[Start of section]

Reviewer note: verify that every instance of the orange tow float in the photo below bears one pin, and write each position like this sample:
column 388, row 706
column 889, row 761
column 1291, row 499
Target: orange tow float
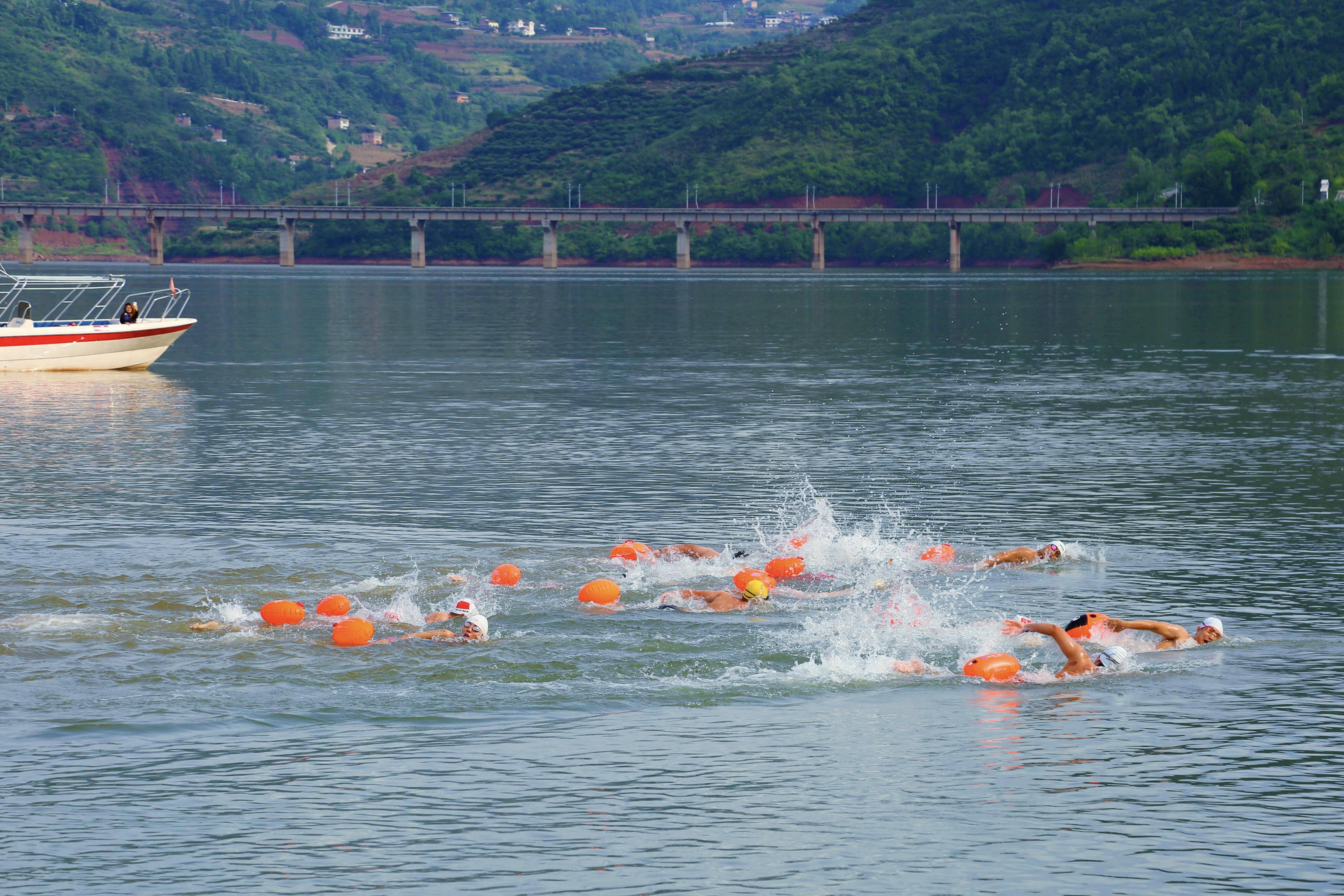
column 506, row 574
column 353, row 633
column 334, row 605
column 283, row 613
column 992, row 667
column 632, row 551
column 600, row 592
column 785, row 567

[End of section]

• [GOAL OF THE EXERCISE]
Restate the data above word for word. Do not include the images.

• [EXERCISE ANSWER]
Reviewer note: verify that every instance of the orange tow float in the photo below bears one pin, and write each position like this sample:
column 388, row 706
column 889, row 761
column 1291, row 499
Target: orange tow float
column 506, row 574
column 353, row 633
column 334, row 605
column 283, row 613
column 992, row 667
column 632, row 551
column 600, row 592
column 785, row 567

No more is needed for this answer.